**Trecho selecionado:**
****************

Crise climática está ‘causando caos’ no ciclo da água da Terra, mostra relatório

O aquecimento global está turbinando tempestades, inundações e secas, afetando ecossistemas inteiros e bilhões de pessoas

Enorme leito de rio seco com três pessoas caminhando

A seca obrigou os moradores a transportar água potável de Humaitá para a comunidade de Paraizinho ao longo do seco Rio Madeira, um tributário do Amazonas. Fotografia: Edmar Barros/AP

Por Damian Carrington para o “The Guardian” 

A crise climática está “causando estragos” no ciclo hídrico do planeta, com inundações violentas e secas devastadoras afetando bilhões de pessoas, segundo um relatório.

A água é o recurso natural mais vital para as pessoas, mas o aquecimento global está mudando a maneira como a água se move pela Terra. A análise dos desastres hídricos em 2024, que foi o ano mais quente já registrado , descobriu que eles mataram pelo menos 8.700 pessoas, tiraram 40 milhões de suas casas e causaram danos econômicos de mais de US$ 550 bilhões (£ 445 bilhões).

O aumento das temperaturas, causado pela queima contínua de combustíveis fósseis, interrompe o ciclo da água de várias maneiras. O ar mais quente pode reter mais vapor de água, levando a chuvas mais intensas. Mares mais quentes fornecem mais energia para furacões e tufões, sobrecarregando seu poder destrutivo. O aquecimento global também pode aumentar a seca, causando mais evaporação do solo, bem como alterando os padrões de precipitação.

Enchentes repentinas mortais atingiram o Nepal e o Brasil em 2024, enquanto inundações de rios causaram devastação na Europa Central , China e Bangladesh . O supertufão Yagi , que atingiu o sudeste da Ásia em setembro, foi intensificado pela crise climática, assim como a tempestade Boris , que atingiu a Europa no mesmo mês.

As secas também causaram grandes danos, com a produção agrícola no sul da África caindo pela metade, fazendo com que mais de 30 milhões de pessoas enfrentassem escassez de alimentos. Os fazendeiros também foram forçados a abater o gado, pois suas pastagens secaram, e a queda na produção de represas hidrelétricas levou a apagões generalizados.

“Em 2024, a Terra experimentou seu ano mais quente já registrado e os sistemas hídricos em todo o mundo foram os mais afetados, causando estragos no ciclo da água”, disse o líder do relatório, Prof. Albert van Dijk.

Ele disse que 2024 foi um ano de extremos, mas que não foi uma ocorrência isolada. “É parte de uma tendência de piora de inundações mais intensas, secas prolongadas e extremos recordes.” O relatório alertou sobre perigos ainda maiores em 2025, à medida que as emissões de carbono continuaram a aumentar .

****************

Itens armazenados:
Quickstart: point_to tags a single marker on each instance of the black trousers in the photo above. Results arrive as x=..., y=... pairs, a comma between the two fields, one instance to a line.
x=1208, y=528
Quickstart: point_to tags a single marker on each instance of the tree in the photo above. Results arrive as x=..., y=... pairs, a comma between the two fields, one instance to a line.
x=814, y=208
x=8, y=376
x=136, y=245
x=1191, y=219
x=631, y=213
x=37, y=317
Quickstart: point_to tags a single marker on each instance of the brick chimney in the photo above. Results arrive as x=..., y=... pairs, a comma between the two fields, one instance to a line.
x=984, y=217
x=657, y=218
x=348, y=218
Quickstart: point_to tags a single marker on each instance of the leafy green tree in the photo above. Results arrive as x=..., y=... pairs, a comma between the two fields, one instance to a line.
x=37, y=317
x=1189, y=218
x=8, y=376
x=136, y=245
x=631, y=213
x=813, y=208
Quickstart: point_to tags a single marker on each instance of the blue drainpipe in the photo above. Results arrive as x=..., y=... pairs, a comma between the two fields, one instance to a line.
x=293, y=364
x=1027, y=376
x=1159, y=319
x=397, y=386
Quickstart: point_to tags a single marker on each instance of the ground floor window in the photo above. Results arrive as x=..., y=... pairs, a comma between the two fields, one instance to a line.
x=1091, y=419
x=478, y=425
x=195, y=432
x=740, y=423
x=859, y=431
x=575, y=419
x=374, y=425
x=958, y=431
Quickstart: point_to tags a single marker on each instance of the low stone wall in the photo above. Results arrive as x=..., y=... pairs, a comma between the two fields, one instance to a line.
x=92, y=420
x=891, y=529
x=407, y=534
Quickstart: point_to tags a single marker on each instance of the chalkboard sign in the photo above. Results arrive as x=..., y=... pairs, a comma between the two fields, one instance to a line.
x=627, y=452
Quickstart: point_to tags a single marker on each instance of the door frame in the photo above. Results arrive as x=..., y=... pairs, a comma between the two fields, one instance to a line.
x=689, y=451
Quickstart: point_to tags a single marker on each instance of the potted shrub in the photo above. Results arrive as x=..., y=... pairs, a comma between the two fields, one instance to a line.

****************

**Complete o seguinte:**
1. Indique se cada afirmação concorda com o texto sobre o ciclo da água, respondendo sim ou não e citando as palavras do texto que decidem a questão: (a) os desastres hídricos de 2024 mataram pelo menos 8.700 pessoas; (b) a produção agrícola no sul da África dobrou; (c) o relatório previu perigos menores para 2025.
2. Prossiga com o texto sobre o ciclo da água a partir do ponto em que ele termina.
As linhas não guardam relação com o texto sobre o ciclo da água.

**Respostas por tarefa:**
1.
(a) Sim: "descobriu que eles mataram pelo menos 8.700 pessoas"
(b) Não: "a produção agrícola no sul da África caindo pela metade"
(c) Não: "O relatório alertou sobre perigos ainda maiores em 2025"

2.
O Relatório Global Water Monitor de 2024 foi produzido por uma equipe internacional de pesquisadores de universidades na Austrália, Arábia Saudita, China, Alemanha e outros lugares. A equipe usou dados de milhares de estações terrestres e satélites orbitando a Terra para avaliar variáveis ​​críticas da água, como precipitação, umidade do solo, fluxos de rios e inundações.

Eles descobriram que recordes de precipitação estão sendo quebrados com regularidade crescente. Por exemplo, recordes de precipitação mensal foram estabelecidos 27% mais frequentemente em 2024 do que no ano 2000 e recordes diários de precipitação foram estabelecidos 52% mais frequentemente. Recordes de baixa precipitação foram estabelecidos 38% mais frequentemente. “Então estamos vendo extremos piores em ambos os lados”, disse Van Dijk.

No sul da China, de maio a julho, os rios Yangtze e Pearl inundaram cidades e vilas, deslocando dezenas de milhares de pessoas e causando centenas de milhões de dólares em danos às plantações. As inundações do rio em Bangladesh em agosto, após fortes chuvas de monções, afetaram quase 6 milhões de pessoas e destruíram pelo menos um milhão de toneladas de arroz.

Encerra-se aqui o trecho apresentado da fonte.